■ **PROBLEM DETAILS**
Copy out the data below word for word, everything from the line containing "For each instance of the solitary" down to the line containing "For each instance of the female", with both of those lines included.

■ **Stored data**
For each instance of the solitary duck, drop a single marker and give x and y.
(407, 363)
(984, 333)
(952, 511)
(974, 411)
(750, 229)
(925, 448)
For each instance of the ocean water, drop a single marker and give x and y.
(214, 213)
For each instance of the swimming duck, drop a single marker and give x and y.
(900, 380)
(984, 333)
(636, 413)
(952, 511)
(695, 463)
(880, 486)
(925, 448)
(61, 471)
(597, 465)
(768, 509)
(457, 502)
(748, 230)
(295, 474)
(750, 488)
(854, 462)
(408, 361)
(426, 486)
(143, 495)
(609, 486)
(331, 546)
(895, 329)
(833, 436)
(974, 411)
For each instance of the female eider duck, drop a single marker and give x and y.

==

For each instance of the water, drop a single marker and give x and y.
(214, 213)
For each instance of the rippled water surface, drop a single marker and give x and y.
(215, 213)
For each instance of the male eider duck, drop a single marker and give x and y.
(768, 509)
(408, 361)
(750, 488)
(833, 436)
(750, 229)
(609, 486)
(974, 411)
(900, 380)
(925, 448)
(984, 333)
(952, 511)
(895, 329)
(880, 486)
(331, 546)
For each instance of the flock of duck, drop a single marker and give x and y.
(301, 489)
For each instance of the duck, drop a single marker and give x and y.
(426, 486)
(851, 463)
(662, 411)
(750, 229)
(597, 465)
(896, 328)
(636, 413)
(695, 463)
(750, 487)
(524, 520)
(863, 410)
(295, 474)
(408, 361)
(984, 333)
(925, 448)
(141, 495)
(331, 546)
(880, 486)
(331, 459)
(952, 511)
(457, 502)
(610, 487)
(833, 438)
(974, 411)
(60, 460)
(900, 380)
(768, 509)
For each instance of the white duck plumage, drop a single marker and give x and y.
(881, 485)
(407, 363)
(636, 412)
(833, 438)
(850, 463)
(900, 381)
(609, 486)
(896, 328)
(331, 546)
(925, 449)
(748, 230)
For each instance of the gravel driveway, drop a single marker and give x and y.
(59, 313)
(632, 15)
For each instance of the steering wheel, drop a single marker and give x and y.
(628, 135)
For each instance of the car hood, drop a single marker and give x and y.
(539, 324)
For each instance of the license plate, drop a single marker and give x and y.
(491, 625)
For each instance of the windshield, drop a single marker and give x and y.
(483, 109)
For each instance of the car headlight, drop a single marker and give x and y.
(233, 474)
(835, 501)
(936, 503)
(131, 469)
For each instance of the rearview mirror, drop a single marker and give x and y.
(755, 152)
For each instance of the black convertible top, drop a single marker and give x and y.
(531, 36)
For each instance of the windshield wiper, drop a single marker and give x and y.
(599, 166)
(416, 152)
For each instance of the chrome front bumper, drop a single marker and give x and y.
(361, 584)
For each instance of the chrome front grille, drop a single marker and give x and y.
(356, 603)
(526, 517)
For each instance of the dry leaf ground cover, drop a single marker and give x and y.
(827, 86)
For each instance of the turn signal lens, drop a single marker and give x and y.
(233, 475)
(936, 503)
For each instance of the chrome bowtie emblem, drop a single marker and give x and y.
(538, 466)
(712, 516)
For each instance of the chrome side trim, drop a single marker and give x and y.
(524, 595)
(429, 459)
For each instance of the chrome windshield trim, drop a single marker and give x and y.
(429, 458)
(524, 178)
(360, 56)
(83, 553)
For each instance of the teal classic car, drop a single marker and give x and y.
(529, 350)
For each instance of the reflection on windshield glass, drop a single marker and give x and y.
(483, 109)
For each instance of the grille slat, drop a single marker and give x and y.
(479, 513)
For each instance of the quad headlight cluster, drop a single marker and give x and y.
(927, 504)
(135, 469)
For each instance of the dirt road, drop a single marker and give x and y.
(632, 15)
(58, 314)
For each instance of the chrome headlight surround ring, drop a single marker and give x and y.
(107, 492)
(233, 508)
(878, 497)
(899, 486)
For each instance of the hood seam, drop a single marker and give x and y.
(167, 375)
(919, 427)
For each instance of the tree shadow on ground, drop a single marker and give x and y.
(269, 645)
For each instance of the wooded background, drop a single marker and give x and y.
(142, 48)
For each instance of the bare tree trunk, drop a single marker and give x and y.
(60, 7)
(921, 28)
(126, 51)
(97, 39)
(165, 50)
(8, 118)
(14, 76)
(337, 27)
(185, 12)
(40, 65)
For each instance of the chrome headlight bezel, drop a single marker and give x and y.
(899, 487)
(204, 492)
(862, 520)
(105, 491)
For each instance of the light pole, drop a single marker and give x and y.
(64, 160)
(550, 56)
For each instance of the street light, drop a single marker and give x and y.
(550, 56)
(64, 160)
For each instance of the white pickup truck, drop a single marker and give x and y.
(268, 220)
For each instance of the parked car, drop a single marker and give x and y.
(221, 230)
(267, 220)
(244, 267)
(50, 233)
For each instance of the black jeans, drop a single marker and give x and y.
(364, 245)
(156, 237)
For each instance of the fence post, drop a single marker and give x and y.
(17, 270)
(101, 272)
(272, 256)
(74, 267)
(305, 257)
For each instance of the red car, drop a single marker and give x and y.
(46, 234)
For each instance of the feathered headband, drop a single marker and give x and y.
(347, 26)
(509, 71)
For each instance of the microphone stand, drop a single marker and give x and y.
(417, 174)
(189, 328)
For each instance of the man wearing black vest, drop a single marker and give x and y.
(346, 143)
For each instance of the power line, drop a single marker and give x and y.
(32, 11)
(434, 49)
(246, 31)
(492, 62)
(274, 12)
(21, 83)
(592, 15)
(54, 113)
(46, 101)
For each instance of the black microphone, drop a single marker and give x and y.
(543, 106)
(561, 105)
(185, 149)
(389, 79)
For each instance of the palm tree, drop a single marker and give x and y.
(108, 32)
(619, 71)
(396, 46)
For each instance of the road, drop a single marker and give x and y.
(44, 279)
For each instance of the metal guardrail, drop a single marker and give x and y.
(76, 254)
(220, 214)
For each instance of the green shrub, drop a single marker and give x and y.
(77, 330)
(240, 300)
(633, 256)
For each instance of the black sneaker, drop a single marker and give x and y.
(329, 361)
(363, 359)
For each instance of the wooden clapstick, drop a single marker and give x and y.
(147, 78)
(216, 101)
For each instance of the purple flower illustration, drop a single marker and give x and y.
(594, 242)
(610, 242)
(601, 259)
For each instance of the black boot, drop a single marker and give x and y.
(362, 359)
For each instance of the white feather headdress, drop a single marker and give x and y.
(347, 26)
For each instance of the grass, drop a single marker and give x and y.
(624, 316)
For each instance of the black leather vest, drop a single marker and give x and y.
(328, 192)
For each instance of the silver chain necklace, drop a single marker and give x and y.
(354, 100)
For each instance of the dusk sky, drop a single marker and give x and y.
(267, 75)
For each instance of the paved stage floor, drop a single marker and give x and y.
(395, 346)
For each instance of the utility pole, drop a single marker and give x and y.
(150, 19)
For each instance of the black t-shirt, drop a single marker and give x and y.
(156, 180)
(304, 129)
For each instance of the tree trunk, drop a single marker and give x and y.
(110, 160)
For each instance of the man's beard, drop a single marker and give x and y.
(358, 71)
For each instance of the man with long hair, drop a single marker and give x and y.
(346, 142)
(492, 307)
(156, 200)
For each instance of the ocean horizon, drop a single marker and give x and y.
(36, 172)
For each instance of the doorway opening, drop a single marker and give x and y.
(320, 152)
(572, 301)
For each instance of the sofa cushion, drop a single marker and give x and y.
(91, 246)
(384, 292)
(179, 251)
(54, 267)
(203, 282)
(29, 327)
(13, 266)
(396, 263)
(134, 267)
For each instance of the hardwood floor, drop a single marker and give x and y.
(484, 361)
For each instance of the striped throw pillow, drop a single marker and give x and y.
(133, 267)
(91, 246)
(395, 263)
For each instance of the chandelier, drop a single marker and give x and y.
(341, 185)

■ **RESULT**
For each instance of the solitary duck, drop a single marker and give x and y.
(407, 363)
(984, 333)
(952, 511)
(974, 411)
(750, 229)
(925, 448)
For each instance of the ocean water, drop a single marker and give x and y.
(214, 213)
For each instance of the swimming duck, drop a single marker and give x and y.
(900, 380)
(984, 333)
(636, 413)
(952, 511)
(695, 463)
(880, 486)
(925, 448)
(61, 471)
(597, 465)
(768, 509)
(457, 502)
(748, 230)
(295, 474)
(750, 488)
(854, 462)
(408, 361)
(426, 486)
(143, 495)
(609, 486)
(331, 546)
(895, 329)
(833, 436)
(974, 411)
For each instance of the female eider duck, drop a single marker and give x and y.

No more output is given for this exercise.